Film Review: GracelandVenality supersedes morality when self-serving adults sacrifice their children’s welfare.
The social and economic pitfalls facing the vast urban underclass of Manila’s sprawling metropolitan area are depicted with unflinching regard in Ron Morales’ observant low-budget Filipino feature, a blend of ruthless crime drama and grim thriller. Latching onto issues uncomfortably familiar in far-flung corners of the world, including human trafficking, endemic official corruption and the pitiless consequences of organized crime, Graceland could leverage supportive word of mouth to expand Drafthouse Films’ platform theatrical release and multi-format VOD distribution beyond predictable urban centers to achieve broader recognition.
Marlon Villar (Arnold Reyes) works as a driver for local congressman Chango (Menggie Cobarrubias), navigating the metro-Manila region while caring for his young daughter Evie (Ella Guevara) and looking after his chronically ill wife, whose long-term hospitalization is a source of constant anguish. In addition to shuttling around the congressman, his wife and their daughter Sophia (Patricia Ona Gayod), Villar has the unsavory task of selecting underage girls from Manila’s brothels to sleep with Chango, an unrepentant pedophile. Ironically these victims are barely older then both Villar and Chango’s daughters, who are best friends despite their differing social classes.
After picking Evie and Sophia up after school one afternoon, Villar and the girls get carjacked by an armed kidnapper disguised as a cop intending to hold Sophia for ransom. Forced to drive to a remote location, Villar is viciously beaten unconscious and when he comes to, his beloved daughter has vanished. A phone call from the kidnappers directs him to tell the congressman to prepare a substantial payment for the safe return of Chango’s child, while they hold Evie captive to ensure Villar’s cooperation.
As Villar desperately casts about for any leads that might help him locate Evie—convinced that his patron’s reluctance to pay the ransom may result in her death—the kidnappers gradually reveal their ulterior motive behind the abduction: exposing the details of Chango’s predatory sexual activities to the media. Meanwhile, a corrupt cop working for the congressman pressures Villar to reveal whether he had any role in staging the crime to obtain a share of the ransom. With his options narrowing on all sides, Villar must determine the right combination of moves that could liberate his daughter from her captors while clearing him of official suspicion.

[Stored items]
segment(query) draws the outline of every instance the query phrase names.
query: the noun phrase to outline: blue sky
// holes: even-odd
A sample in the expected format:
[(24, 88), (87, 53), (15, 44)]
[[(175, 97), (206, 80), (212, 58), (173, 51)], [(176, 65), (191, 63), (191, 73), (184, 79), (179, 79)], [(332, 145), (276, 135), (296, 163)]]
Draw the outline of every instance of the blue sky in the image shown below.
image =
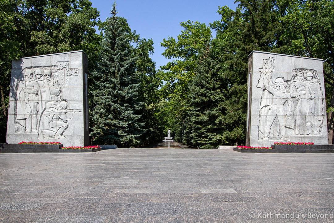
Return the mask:
[[(110, 16), (112, 0), (91, 0), (92, 6), (100, 12), (100, 18), (105, 21)], [(218, 6), (227, 5), (234, 9), (234, 0), (118, 0), (116, 1), (117, 15), (126, 19), (132, 30), (141, 38), (152, 38), (154, 53), (151, 56), (156, 68), (165, 65), (169, 60), (161, 55), (165, 48), (160, 46), (164, 38), (177, 39), (182, 28), (180, 23), (188, 20), (198, 21), (207, 25), (220, 19), (217, 13)]]

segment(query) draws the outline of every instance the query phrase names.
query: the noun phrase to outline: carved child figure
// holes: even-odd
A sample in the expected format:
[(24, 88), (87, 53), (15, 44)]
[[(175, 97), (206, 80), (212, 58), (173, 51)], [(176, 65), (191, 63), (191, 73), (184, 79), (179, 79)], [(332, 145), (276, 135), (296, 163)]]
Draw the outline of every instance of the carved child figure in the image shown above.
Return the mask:
[(308, 135), (311, 133), (313, 122), (310, 116), (310, 100), (314, 98), (310, 84), (304, 80), (303, 72), (297, 74), (297, 80), (292, 83), (290, 95), (296, 102), (294, 113), (294, 128), (296, 135)]

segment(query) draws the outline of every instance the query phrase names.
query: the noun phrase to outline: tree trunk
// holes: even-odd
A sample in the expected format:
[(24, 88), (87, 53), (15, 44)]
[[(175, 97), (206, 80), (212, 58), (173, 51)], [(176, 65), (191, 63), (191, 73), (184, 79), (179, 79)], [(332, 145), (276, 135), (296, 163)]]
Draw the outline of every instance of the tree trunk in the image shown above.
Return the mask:
[(328, 144), (332, 144), (334, 139), (334, 87), (332, 92), (331, 103), (329, 105), (329, 112), (327, 117), (327, 126), (328, 129)]
[(0, 93), (1, 94), (1, 103), (2, 109), (3, 109), (3, 115), (5, 117), (7, 117), (7, 109), (6, 108), (6, 105), (5, 104), (5, 96), (4, 95), (3, 89), (2, 86), (0, 86)]

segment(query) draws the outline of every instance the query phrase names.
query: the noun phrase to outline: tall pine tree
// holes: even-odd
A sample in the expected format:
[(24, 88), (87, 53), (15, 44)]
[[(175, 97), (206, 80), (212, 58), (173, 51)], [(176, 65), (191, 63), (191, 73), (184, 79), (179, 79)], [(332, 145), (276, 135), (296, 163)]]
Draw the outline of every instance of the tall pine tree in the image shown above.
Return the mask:
[(217, 147), (222, 142), (219, 106), (223, 99), (218, 75), (218, 63), (209, 45), (197, 61), (195, 76), (189, 86), (189, 111), (185, 131), (186, 142), (202, 148)]
[(140, 122), (143, 103), (136, 78), (136, 62), (129, 35), (116, 16), (116, 3), (104, 27), (100, 58), (93, 72), (95, 104), (91, 135), (94, 143), (128, 147), (139, 145), (145, 132)]

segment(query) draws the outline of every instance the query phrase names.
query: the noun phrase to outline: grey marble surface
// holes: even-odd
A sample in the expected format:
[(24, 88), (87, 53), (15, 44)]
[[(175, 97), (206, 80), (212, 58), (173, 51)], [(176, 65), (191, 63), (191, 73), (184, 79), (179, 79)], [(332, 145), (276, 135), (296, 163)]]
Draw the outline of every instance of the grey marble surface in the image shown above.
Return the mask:
[(87, 63), (82, 50), (13, 61), (7, 142), (88, 145)]
[(254, 51), (248, 58), (246, 145), (328, 143), (322, 60)]
[(308, 214), (334, 212), (333, 158), (188, 148), (0, 154), (0, 222), (332, 222)]

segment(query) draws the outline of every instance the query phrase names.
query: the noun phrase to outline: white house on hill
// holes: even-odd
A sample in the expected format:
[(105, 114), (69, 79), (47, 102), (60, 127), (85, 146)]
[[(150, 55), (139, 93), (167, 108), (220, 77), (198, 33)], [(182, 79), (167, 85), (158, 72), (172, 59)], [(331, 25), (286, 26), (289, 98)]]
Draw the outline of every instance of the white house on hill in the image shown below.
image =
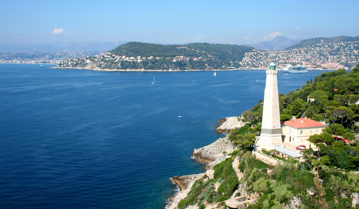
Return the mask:
[(286, 121), (282, 127), (284, 142), (295, 146), (304, 145), (307, 148), (312, 148), (317, 151), (318, 147), (308, 139), (312, 135), (320, 134), (326, 126), (324, 122), (307, 118)]

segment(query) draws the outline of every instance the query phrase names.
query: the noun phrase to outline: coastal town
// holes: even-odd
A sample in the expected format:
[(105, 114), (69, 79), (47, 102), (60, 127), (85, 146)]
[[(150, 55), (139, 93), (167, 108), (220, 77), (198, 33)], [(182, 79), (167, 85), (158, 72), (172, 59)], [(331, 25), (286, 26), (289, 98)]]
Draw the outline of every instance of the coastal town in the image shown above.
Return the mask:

#### PARTS OF THE EXERCISE
a – Repeat the Graceland review word for word, from "After picking Evie" to "ensure Villar’s cooperation.".
b – Which actors does the Graceland review name in parentheses after a character? List every one.
c – Pick up the Graceland film review after its final sentence and keep writing.

#### REPLIES
a –
After picking Evie and Sophia up after school one afternoon, Villar and the girls get carjacked by an armed kidnapper disguised as a cop intending to hold Sophia for ransom. Forced to drive to a remote location, Villar is viciously beaten unconscious and when he comes to, his beloved daughter has vanished. A phone call from the kidnappers directs him to tell the congressman to prepare a substantial payment for the safe return of Chango’s child, while they hold Evie captive to ensure Villar’s cooperation.

b –
Arnold Reyes
Menggie Cobarrubias
Ella Guevara
Patricia Ona Gayod

c –
At times almost teetering on the verge of melodrama, the punishing twists of Morales’ unrelenting script quickly dispel any air of easy sentimentality. The spare, tightly wound narrative ultimately turns on the hard-eyed, relentless efficacy of the plot, as well as the certainty of Reyes’ performance.
Surrounded by cynical criminality, Villar finds himself with few options if he’s to avoid sinking to the level of his tormentors, resulting in a palpable despair that gradually develops in Reyes’ drawn features, confused speech and wounded body language. Both menacing and repugnant as the corrupt politician, Cobarrubias and Dido de la Paz as his sleazy police henchman come off as appropriately abhorrent, while the two professional young actresses impressively acquit themselves in their challenging roles.
Morales shoots the Manila region’s bleak urban landscapes and low-rent red-light districts from an almost furtive perspective, with off-center framing, handheld sequences and grimy imagery expertly captured by cinematographer Sung Rae Cho conveying the characters’ escalating desperation.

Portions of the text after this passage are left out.